[jira] [Commented] (SPARK-45644) After upgrading to Spark 3.4.1 and 3.5.0 we receive RuntimeException "scala.Some is not a valid external type for schema of array"

Bruce Robbins (Jira) Mon, 30 Oct 2023 11:50:14 -0700


    [ 
https://issues.apache.org/jira/browse/SPARK-45644?page=com.atlassian.jira.plugin.system.issuetabpanels:comment-tabpanel&focusedCommentId=17781091#comment-17781091
 ]


Bruce Robbins commented on SPARK-45644:
---------------------------------------

You can turn on display of the generated code by adding the following to your 
log4j conf:
{noformat}
logger.codegen.name = 
org.apache.spark.sql.catalyst.expressions.codegen.CodeGenerator
logger.codegen.level = debug
{noformat}
Do you have any application code you can share? It looks like the error happens 
at the start of the job (task 0 stage 0).

> After upgrading to Spark 3.4.1 and 3.5.0 we receive RuntimeException 
> "scala.Some is not a valid external type for schema of array<string>"
> ------------------------------------------------------------------------------------------------------------------------------------------
>
>                 Key: SPARK-45644
>                 URL: https://issues.apache.org/jira/browse/SPARK-45644
>             Project: Spark
>          Issue Type: Bug
>          Components: Spark Core, SQL
>    Affects Versions: 3.4.1, 3.5.0
>            Reporter: Adi Wehrli
>            Priority: Major
>
> I do not really know if this is a bug, but I am at the end with my knowledge.
> A Spark job ran successfully with Spark 3.2.x and 3.3.x. 
> But after upgrading to 3.4.1 (as well as with 3.5.0) running the same job 
> with the same data the following always occurs now:
> {code}
> scala.Some is not a valid external type for schema of array<string>
> {code}
> The corresponding stacktrace is:
> {code}
> 2023-10-24T06:28:50.932 level=ERROR logger=org.apache.spark.executor.Executor 
> msg="Exception in task 0.0 in stage 0.0 (TID 0)" thread="Executor task launch 
> worker for task 0.0 in stage 0.0 (TID 0)"

● ● ● ● ● ● ●

PROBLEM DETAILS: Please extend the Jira comment above about the Spark upgrade exception, picking up right after its last line.

● ● ● ● ● ● ●

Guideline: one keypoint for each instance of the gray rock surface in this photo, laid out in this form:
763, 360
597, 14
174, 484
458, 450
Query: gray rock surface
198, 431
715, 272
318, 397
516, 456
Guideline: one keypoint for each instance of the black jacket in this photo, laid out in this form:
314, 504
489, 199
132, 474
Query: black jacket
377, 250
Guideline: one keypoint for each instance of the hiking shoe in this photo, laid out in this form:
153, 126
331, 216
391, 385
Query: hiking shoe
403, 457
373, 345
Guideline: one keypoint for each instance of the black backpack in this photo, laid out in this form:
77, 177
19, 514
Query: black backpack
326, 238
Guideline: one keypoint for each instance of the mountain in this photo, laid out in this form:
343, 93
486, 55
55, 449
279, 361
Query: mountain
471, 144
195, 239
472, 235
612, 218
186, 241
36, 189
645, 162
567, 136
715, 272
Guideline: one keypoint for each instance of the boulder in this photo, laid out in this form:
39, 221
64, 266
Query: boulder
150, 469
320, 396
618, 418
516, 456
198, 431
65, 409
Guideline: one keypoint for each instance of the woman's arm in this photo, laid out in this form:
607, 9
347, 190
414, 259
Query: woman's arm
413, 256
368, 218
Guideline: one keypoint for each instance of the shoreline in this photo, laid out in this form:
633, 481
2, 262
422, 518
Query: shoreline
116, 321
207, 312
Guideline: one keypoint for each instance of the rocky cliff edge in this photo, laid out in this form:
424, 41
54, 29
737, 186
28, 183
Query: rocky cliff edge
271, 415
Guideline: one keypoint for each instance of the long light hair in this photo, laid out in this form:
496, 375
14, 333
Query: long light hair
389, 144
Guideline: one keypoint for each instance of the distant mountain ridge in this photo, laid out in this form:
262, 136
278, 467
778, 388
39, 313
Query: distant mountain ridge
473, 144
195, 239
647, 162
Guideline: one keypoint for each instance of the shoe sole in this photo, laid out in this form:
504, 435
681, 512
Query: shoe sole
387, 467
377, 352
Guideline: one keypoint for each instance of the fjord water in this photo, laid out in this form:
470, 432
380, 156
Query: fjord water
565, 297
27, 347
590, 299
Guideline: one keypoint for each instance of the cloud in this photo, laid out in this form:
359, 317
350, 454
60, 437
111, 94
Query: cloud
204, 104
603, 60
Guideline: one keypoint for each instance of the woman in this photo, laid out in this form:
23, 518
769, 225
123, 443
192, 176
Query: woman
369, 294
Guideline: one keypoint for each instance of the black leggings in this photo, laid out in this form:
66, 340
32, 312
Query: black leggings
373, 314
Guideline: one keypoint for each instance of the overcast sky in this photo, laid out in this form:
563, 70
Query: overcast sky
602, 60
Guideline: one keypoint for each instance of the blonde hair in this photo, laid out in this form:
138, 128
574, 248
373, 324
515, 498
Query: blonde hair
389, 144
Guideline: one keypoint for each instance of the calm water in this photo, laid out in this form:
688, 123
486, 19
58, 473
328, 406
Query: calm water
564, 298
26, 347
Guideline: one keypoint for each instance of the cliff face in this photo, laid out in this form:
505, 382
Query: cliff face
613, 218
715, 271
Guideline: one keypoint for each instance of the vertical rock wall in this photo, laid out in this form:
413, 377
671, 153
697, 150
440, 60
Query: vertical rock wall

● ● ● ● ● ● ●

OUTPUT OF THE EXERCISE:
> java.lang.RuntimeException: scala.Some is not a valid external type for 
> schema of array<string>
>       at 
> org.apache.spark.sql.catalyst.expressions.GeneratedClass$SpecificUnsafeProjection.MapObjects_10$(Unknown
>  Source) ~[?:?]
>       at 
> org.apache.spark.sql.catalyst.expressions.GeneratedClass$SpecificUnsafeProjection.ExternalMapToCatalyst_1$(Unknown
>  Source) ~[?:?]
>       at 
> org.apache.spark.sql.catalyst.expressions.GeneratedClass$SpecificUnsafeProjection.createNamedStruct_14_3$(Unknown
>  Source) ~[?:?]
>       at 
> org.apache.spark.sql.catalyst.expressions.GeneratedClass$SpecificUnsafeProjection.If_12$(Unknown
>  Source) ~[?:?]
>       at 
> org.apache.spark.sql.catalyst.expressions.GeneratedClass$SpecificUnsafeProjection.apply(Unknown
>  Source) ~[?:?]
>       at 
> org.apache.spark.sql.execution.ObjectOperator$.$anonfun$serializeObjectToRow$1(objects.scala:165)
>  ~[spark-sql_2.12-3.5.0.jar:3.5.0]
>       at 
> org.apache.spark.sql.execution.AppendColumnsWithObjectExec.$anonfun$doExecute$15(objects.scala:380)
>  ~[spark-sql_2.12-3.5.0.jar:3.5.0]
>       at scala.collection.Iterator$$anon$10.next(Iterator.scala:461) 
> ~[scala-library-2.12.15.jar:?]
>       at scala.collection.Iterator$$anon$10.next(Iterator.scala:461) 
> ~[scala-library-2.12.15.jar:?]
>       at 
> org.apache.spark.shuffle.sort.BypassMergeSortShuffleWriter.write(BypassMergeSortShuffleWriter.java:169)
>  ~[spark-core_2.12-3.5.0.jar:3.5.0]
>       at 
> org.apache.spark.shuffle.ShuffleWriteProcessor.write(ShuffleWriteProcessor.scala:59)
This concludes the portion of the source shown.